>>>

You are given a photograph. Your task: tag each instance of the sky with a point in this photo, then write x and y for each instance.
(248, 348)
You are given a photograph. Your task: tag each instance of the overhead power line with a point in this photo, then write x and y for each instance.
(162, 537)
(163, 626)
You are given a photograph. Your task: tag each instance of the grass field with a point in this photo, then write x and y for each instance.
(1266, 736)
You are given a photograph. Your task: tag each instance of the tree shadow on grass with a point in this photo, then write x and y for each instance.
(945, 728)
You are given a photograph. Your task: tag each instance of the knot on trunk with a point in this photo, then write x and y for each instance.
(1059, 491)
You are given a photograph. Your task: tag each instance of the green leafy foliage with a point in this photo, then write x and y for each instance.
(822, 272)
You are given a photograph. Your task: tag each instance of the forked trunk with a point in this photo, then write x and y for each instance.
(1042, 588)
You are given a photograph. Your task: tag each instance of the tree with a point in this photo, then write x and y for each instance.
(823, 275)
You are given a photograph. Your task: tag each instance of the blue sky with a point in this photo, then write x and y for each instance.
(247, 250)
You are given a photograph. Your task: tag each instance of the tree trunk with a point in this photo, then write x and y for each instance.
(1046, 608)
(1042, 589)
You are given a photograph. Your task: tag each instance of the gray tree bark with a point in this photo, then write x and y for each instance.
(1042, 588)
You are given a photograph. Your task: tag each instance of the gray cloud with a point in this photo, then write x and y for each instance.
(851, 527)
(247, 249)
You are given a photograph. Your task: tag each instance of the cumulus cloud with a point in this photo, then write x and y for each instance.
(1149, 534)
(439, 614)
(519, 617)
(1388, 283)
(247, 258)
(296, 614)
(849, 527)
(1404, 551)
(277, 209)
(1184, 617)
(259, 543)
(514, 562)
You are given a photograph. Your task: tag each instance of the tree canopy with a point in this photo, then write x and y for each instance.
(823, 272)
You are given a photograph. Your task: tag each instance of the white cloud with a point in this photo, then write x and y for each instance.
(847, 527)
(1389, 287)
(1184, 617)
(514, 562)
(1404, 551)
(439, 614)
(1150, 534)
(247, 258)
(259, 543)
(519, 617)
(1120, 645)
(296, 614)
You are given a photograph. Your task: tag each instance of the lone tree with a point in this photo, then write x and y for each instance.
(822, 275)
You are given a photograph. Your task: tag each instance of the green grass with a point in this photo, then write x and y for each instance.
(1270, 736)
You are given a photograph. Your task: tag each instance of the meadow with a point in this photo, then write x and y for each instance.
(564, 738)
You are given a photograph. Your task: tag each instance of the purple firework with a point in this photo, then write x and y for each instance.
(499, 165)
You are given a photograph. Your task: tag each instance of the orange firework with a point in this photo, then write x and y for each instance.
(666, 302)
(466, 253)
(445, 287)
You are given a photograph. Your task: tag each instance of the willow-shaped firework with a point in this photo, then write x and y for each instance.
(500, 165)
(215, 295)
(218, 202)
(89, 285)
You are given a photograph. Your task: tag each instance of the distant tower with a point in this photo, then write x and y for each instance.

<<<

The answer must be the full data, repeated word for word.

You are given a photograph. Your task: tag each instance of the sky with a point in this photo, then write x and y for each instance.
(248, 348)
You are given a photograph. Your task: tag each instance of the overhead power line with a point in this photo, then write x and y for each instance.
(162, 537)
(163, 626)
You are given a photograph. Your task: tag each instance of the grass field with a point in this photo, then write x and y for each instance.
(1266, 736)
You are given a photograph. Your task: tag each instance of the tree shadow on grass with a point in this photo, then write x and y for each instance.
(945, 728)
You are given a photograph. Your task: tag each instance of the knot on trunk with a point in this photo, then write x and y for each instance.
(1059, 491)
You are given a photograph. Your task: tag each instance of the green leafy foliage with a point in this photo, then write x and y for each instance.
(822, 272)
You are given a photograph. Your task: tag each instance of the forked trunk with a point in this photo, then write x and y for each instance.
(1042, 588)
You are given a photograph. Your task: tag each instance of the tree with a point in this photo, then write x and y for each instance.
(823, 275)
You are given a photograph. Your task: tag each instance of the blue sky with a point in this photo, then write x and y for each instance.
(247, 250)
You are given a photograph. Your task: tag each instance of the tree trunk with a point in this photo, then write x and y for each instance.
(1046, 608)
(1042, 589)
You are given a photograph. Your task: tag each instance of the gray tree bark with a point in this photo, then write x and y for each instance.
(1042, 588)
You are given a photograph. Your task: tag each instance of the gray cloud with a point in this photo, then write x and y for each instance.
(851, 527)
(247, 249)
You are given a photograph. Your task: tag each instance of the cumulus cloud with a point in this photo, then write x and y for each instance.
(1149, 534)
(439, 614)
(519, 617)
(1388, 283)
(247, 258)
(296, 614)
(849, 527)
(1404, 551)
(277, 209)
(1184, 617)
(259, 543)
(514, 562)
You are given a photograph. Your task: tag each instance of the tree canopy with a point in this photo, then write x and y for each instance.
(823, 272)
You are given a photograph. Your task: tag each instance of the white cloud with a point in this photo, then write x and y for each instance.
(847, 527)
(1389, 287)
(1184, 617)
(514, 562)
(1404, 551)
(439, 614)
(1150, 534)
(247, 258)
(259, 543)
(519, 617)
(1120, 645)
(296, 614)
You are given a photograph. Your task: tag each instance of the lone tree with a point in this photo, then write x and y for each instance.
(822, 275)
You are given a photograph. Your task: tag each instance of the green grass with a point in this photo, then write x and y for each instance.
(1270, 736)
You are given a photograph. Your task: tag each instance of the meadow with a point in this photo, then write x and y for each instance.
(564, 738)
You are given a photograph. Your task: tag each instance of the purple firework with a point in this photo, then write x and y for each instance.
(499, 165)
You are given a photograph. Your task: tag each instance of the orange firework with a point in this photo, then write x and y for each instance.
(666, 302)
(466, 253)
(445, 287)
You are given a photograph. Your task: tag each instance of the willow-shaped firework with a point in this photo, then write x and y for each instance.
(500, 165)
(215, 295)
(218, 202)
(89, 285)
You are given a photograph. Your task: tag each instance of the distant tower with a point in this photo, then write x and y for each instance.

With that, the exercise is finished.